== SUPPLIED PASSAGE ==
=-=-=
Under Heavy Manners
Cheese is often the result of deep talent and a forward vision. David Axelrod was to studio funk what Joe Meek was to Merseybeat: a mad-scientist insider who twisted further and further toward the margins until all that was left was twist. For this he was saddled as the original jazz fusionista title only recently vindicated. Working as a house producer for Capitol during the '60s, Axelrod jump-roped the lines between soul, jazz, and the supper club, and was embraced by all three camps, particularly on Cannonball Adderly's 1967 "Mercy, Mercy, Mercy." The recent Lou Rawls Anthology showcases many tracks that could be considered an apotheosis of this approach; though pleasant, one wouldn't call it serious stuff. But in typical '60s manner, as Axelrod became more ponderous, he became ponderously wiggy, à la Rod McKuen. He recorded albums based on William Blake poems. He put the Electric Prunes to use on a psychedelic mass, recently reissued on Collectors' Choice. He's still making soul requiems about the Holocaust.
And fortunately, he still does it with a groovy backbeat. Which is why DJ Shadow started sampling him, leading to a mini-revival (and an excellent British compilation on Solesides) and now Chronicles, a straight reissue of 1974's Heavy Axe LP plus sundry other failed fusion sellouts he oversaw for Gene Ammons and Hampton Hawes and the like. Chronicles is an album where a John Henry jazz opera and an elevator version of "You're So Vain" share similar rootsthe beatfreaks may have been the ones to legitimize this stuff, but Mantovani no doubt wanted to be Mahler, and Tom Scott wails like Albert Ayler when he wishes to. One may create a pecking order ranking the alleged seriousness of every genre, but in the end it's just clouds in your coffee.
=-=-=
== AVAILABLE DATA ==

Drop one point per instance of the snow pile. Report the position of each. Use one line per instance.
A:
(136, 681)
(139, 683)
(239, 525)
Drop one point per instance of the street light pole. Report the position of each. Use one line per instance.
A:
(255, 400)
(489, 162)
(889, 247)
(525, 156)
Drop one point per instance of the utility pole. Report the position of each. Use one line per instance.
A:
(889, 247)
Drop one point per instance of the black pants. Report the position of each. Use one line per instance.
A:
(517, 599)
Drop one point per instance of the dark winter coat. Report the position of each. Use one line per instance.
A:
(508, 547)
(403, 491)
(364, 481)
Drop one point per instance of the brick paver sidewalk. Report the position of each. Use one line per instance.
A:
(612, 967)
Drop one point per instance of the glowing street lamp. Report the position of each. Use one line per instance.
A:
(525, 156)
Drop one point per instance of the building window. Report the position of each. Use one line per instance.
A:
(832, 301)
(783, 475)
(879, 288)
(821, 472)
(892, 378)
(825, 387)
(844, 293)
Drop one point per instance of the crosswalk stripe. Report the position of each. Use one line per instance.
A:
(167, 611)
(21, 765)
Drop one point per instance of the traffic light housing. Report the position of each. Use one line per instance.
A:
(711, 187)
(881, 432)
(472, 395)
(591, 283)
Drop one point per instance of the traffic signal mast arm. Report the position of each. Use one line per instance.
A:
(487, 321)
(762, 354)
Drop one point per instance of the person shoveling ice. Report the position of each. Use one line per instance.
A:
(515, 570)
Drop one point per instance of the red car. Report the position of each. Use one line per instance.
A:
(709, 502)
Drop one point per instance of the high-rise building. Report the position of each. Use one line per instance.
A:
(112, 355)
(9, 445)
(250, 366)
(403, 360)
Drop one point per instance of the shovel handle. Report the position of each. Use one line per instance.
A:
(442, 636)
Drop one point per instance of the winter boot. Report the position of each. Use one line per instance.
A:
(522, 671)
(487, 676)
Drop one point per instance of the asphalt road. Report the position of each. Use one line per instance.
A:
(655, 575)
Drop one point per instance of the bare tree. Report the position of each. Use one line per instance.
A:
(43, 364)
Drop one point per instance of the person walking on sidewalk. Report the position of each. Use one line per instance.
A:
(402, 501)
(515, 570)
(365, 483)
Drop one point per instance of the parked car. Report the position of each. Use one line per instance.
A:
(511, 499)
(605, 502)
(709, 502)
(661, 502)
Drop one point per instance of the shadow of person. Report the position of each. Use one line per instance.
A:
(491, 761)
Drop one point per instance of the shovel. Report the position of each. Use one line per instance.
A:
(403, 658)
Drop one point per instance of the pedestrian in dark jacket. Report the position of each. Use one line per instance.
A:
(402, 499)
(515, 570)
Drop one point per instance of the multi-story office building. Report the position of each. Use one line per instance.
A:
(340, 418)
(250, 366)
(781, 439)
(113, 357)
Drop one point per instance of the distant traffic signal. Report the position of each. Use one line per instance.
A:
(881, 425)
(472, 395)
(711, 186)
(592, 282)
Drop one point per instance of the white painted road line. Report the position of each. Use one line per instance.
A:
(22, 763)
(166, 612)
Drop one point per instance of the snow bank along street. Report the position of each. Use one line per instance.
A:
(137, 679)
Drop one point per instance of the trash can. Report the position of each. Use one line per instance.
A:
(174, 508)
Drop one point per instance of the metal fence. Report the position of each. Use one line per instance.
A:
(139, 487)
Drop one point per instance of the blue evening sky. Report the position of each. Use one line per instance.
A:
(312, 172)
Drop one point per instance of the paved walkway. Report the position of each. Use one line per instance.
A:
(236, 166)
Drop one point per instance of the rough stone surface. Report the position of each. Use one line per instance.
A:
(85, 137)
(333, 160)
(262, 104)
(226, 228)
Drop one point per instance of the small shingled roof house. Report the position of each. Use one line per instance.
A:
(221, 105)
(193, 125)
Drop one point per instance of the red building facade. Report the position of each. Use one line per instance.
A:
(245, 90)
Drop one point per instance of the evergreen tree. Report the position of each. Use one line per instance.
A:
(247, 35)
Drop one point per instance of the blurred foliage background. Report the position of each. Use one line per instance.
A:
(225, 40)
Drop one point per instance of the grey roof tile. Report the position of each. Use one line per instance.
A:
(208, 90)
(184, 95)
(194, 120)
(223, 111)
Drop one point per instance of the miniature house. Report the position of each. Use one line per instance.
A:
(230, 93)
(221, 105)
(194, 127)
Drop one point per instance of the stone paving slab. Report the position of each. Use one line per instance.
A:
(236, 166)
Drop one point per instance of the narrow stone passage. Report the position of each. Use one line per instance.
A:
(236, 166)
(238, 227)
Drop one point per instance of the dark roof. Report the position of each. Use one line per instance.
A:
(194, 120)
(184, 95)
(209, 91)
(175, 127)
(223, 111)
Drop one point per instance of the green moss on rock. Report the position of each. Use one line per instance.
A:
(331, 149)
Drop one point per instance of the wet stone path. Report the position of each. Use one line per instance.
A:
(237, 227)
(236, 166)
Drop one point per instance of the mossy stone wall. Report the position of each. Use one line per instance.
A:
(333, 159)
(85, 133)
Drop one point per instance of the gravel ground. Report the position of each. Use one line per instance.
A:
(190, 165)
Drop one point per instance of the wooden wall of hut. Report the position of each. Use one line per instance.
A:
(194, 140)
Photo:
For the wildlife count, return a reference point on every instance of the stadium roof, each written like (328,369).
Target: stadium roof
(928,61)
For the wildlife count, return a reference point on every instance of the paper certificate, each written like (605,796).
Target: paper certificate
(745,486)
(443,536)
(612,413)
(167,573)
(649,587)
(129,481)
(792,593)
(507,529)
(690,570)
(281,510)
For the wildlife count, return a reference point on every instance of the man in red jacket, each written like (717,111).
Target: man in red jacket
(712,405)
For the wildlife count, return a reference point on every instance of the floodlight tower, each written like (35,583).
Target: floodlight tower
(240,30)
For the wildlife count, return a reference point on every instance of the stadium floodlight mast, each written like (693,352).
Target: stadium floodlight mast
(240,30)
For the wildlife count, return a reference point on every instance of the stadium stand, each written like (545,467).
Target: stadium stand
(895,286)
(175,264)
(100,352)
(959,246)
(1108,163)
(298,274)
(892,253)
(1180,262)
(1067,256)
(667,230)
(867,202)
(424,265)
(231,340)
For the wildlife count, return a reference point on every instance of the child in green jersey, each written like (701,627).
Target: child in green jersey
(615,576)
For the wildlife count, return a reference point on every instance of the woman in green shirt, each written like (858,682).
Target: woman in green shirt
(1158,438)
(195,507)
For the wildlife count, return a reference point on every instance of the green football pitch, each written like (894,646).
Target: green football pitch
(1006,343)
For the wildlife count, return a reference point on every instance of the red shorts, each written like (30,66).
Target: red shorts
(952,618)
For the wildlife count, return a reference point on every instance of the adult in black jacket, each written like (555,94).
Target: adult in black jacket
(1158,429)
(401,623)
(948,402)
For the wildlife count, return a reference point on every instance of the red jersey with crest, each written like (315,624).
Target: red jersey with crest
=-=-=
== ACTIVITY ==
Please quote the Axelrod review word for word, everything from "And fortunately, he" down to "in your coffee.". The rows have no connection to the Axelrod review.

== ANSWER SECTION ==
And fortunately, he still does it with a groovy backbeat. Which is why DJ Shadow started sampling him, leading to a mini-revival (and an excellent British compilation on Solesides) and now Chronicles, a straight reissue of 1974's Heavy Axe LP plus sundry other failed fusion sellouts he oversaw for Gene Ammons and Hampton Hawes and the like. Chronicles is an album where a John Henry jazz opera and an elevator version of "You're So Vain" share similar rootsthe beatfreaks may have been the ones to legitimize this stuff, but Mantovani no doubt wanted to be Mahler, and Tom Scott wails like Albert Ayler when he wishes to. One may create a pecking order ranking the alleged seriousness of every genre, but in the end it's just clouds in your coffee.